TASK
Convert every line of the listing below into a numbered list, skipping blank lines. Leave the pictures out.

Excerpt from a data file:
* Start *
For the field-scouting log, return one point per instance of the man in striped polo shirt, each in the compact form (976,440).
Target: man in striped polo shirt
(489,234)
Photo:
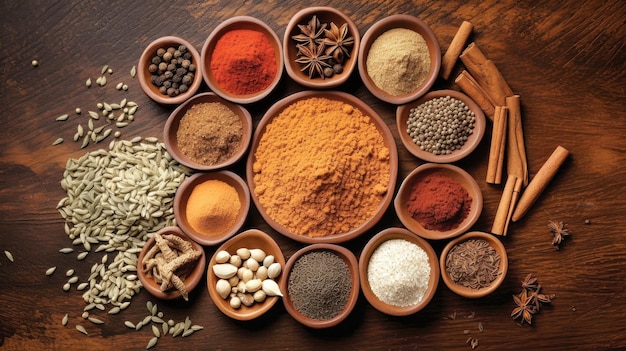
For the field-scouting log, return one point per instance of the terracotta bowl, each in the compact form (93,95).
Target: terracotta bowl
(182,197)
(380,125)
(250,239)
(400,21)
(238,23)
(364,259)
(173,123)
(143,74)
(192,279)
(324,15)
(349,258)
(469,292)
(402,115)
(454,172)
* End *
CORRECT RESULT
1. For the field-scouting log, return one point per instance of the man in striped polo shirt, each in the compact form (976,440).
2. Target: man in striped polo shirt
3. (489,234)
4. Photo:
5. For the field-scouting log, return one point per instance of the terracotta bowl, each in the compact form (93,95).
6. Target: terracotta bowl
7. (182,197)
8. (380,125)
9. (250,239)
10. (400,21)
11. (238,23)
12. (364,259)
13. (173,123)
14. (143,74)
15. (192,279)
16. (324,15)
17. (349,258)
18. (469,292)
19. (402,115)
20. (454,172)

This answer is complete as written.